** Supplied passage follows **
TIME for Socialism
Anyone who is still wondering why the so-called "mainstream media" was so hostile toward Congressman Ron Paul's campaign for the Republican presidential nomination will find an answer in the June 2 issue of Time magazine. Congressman Paul is a deeply educated student of economics, among other things, and an unabashed advocate of economic freedom and limited constitutional government; Time magazine is staffed by socialist ideologues who display little or no evidence of ever having studied economics at all.
The second paragraph of "How the Next President Should Fix the U.S. Economy," by one Justin Fox, explains the real problem as Time sees it: Americans enjoy too much economic freedom. The natural solution, therefore, is to strip them of their freedom with higher taxes, more regulations, and greater regimentation of their lives. The cause of all of today's economic problems, says Time, is of course Ronald Reagan, who supposedly cut taxes, went about "slashing regulation," and preached "the gospel that individual Americans were better suited to make economic decisions than bureaucrats in Washington were." Where on earth did Americans ever get such a crazy idea?
But there is hope, says Time. "There are signs that … America's 25-year love affair with tax cuts and deregulation" is ending. One reason for this is that the federal budget is "way out of balance." According to Time, the fact that the Bush administration has been even more spendthrift (on domestic spending as well as military) than the notorious Johnson administration, and has accumulated huge budget deficits, is evidence that Americans have too much freedom and too much money in their pockets. They need to be taxed more severely in the name of budgetary "balance." Not one word is devoted to the idea of cutting spending of any kind by a single dollar, let alone abolishing entire government bureaucracies altogether.
** End of Supplied passage **
** Dataset follows **
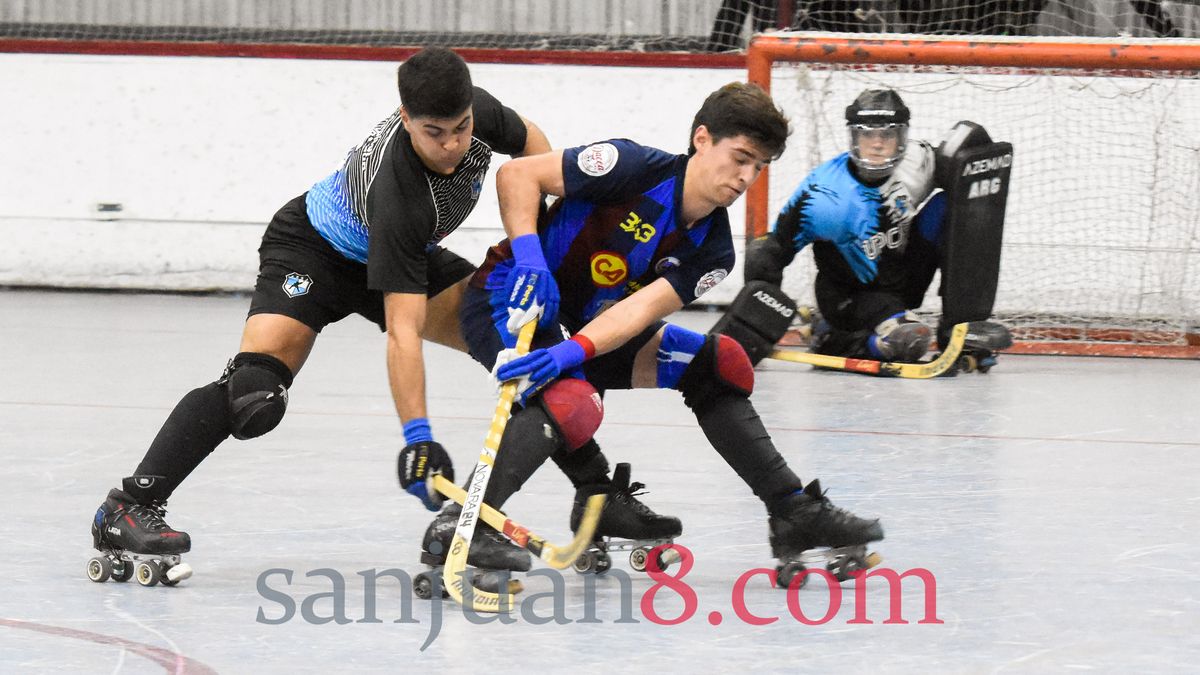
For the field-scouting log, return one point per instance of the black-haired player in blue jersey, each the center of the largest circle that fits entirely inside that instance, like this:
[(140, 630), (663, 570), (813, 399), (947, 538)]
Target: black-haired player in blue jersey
[(637, 234)]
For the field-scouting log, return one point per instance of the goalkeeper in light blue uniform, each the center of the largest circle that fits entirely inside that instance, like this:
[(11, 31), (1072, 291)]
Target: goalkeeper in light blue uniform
[(873, 216)]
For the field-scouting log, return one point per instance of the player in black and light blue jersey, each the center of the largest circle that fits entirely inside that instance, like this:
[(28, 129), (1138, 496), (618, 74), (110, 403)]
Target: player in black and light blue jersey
[(875, 219), (364, 240), (636, 234)]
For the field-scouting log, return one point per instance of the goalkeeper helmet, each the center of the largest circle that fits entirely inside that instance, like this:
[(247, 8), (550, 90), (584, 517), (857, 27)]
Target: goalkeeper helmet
[(879, 132)]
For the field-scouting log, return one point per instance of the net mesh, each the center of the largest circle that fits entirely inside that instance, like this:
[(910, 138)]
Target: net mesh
[(636, 25), (1102, 233)]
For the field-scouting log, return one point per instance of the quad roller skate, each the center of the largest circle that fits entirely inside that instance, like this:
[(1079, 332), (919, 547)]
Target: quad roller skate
[(491, 555), (804, 326), (135, 541), (808, 531), (625, 525), (983, 340)]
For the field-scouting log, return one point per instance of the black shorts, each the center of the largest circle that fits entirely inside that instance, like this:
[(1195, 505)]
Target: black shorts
[(301, 276), (613, 370)]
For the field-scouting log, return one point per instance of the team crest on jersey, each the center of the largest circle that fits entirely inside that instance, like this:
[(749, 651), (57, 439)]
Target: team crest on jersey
[(598, 159), (609, 269), (297, 284), (709, 280), (666, 263)]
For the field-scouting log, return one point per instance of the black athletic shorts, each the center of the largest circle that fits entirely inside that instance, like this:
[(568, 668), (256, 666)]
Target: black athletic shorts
[(300, 275)]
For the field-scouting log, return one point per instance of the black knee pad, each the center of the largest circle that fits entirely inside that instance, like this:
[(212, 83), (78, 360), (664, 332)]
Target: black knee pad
[(721, 366), (757, 318), (766, 258), (257, 388)]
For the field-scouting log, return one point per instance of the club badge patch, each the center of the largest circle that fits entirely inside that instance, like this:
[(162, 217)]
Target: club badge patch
[(297, 284), (666, 263), (709, 280), (598, 159)]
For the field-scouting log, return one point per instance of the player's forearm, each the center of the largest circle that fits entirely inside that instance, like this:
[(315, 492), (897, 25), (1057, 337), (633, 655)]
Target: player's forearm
[(535, 141), (618, 324), (406, 365), (406, 372), (519, 196), (520, 185)]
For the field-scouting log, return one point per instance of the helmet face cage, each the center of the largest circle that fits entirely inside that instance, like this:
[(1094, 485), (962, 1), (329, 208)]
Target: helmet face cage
[(865, 133)]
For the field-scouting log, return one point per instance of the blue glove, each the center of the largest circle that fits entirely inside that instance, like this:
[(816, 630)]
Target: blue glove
[(420, 460), (529, 288), (543, 366)]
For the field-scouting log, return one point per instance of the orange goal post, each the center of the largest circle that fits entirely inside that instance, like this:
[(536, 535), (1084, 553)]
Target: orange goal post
[(1102, 232)]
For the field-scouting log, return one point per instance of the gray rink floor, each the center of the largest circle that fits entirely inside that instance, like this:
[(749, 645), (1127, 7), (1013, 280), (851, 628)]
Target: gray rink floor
[(1054, 501)]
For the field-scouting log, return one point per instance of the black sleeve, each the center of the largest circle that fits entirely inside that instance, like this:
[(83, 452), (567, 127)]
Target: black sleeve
[(497, 125), (402, 221)]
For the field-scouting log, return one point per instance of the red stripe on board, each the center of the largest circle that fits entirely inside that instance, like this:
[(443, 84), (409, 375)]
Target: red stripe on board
[(363, 53)]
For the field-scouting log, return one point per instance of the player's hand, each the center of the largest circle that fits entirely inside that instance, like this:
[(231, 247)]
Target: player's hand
[(529, 290), (539, 368), (417, 466)]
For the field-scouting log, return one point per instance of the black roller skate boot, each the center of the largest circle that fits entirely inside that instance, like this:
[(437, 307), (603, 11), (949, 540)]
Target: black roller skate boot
[(492, 556), (625, 525), (807, 530), (135, 541), (983, 340), (901, 338)]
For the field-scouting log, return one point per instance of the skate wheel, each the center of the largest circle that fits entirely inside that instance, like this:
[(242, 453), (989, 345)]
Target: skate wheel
[(123, 571), (100, 568), (639, 557), (592, 561), (423, 586), (785, 573), (175, 573), (841, 567), (667, 557), (148, 573)]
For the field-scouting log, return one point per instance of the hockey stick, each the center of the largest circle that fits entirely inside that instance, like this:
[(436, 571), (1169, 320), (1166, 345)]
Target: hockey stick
[(456, 561), (559, 557), (885, 369)]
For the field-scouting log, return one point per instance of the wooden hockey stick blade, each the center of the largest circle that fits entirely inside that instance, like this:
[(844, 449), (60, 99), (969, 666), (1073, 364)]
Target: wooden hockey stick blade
[(885, 369), (456, 560), (557, 556)]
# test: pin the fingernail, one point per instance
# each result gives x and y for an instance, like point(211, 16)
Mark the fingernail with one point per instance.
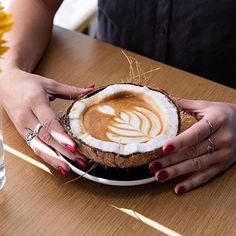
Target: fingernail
point(61, 170)
point(90, 86)
point(168, 149)
point(70, 148)
point(82, 163)
point(181, 190)
point(162, 175)
point(155, 166)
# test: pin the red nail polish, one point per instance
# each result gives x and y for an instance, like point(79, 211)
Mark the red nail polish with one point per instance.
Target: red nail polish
point(89, 86)
point(61, 170)
point(181, 190)
point(70, 148)
point(168, 149)
point(155, 166)
point(162, 175)
point(82, 163)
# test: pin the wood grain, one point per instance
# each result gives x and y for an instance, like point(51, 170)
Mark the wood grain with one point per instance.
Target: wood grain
point(35, 202)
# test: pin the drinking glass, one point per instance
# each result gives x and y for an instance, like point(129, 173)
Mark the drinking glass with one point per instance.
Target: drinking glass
point(2, 166)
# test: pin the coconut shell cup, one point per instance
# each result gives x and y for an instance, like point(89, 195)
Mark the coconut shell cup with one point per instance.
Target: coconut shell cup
point(111, 159)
** End of Dataset **
# Tasks to complete
• 1. Output the stretch of the Time magazine commentary from "The second paragraph" through "a crazy idea?", copied word for word.
• 2. According to the Time magazine commentary, who wrote "How the Next President Should Fix the U.S. Economy"?

# Answers to the problems
• 1.
The second paragraph of "How the Next President Should Fix the U.S. Economy," by one Justin Fox, explains the real problem as Time sees it: Americans enjoy too much economic freedom. The natural solution, therefore, is to strip them of their freedom with higher taxes, more regulations, and greater regimentation of their lives. The cause of all of today's economic problems, says Time, is of course Ronald Reagan, who supposedly cut taxes, went about "slashing regulation," and preached "the gospel that individual Americans were better suited to make economic decisions than bureaucrats in Washington were." Where on earth did Americans ever get such a crazy idea?

• 2. Justin Fox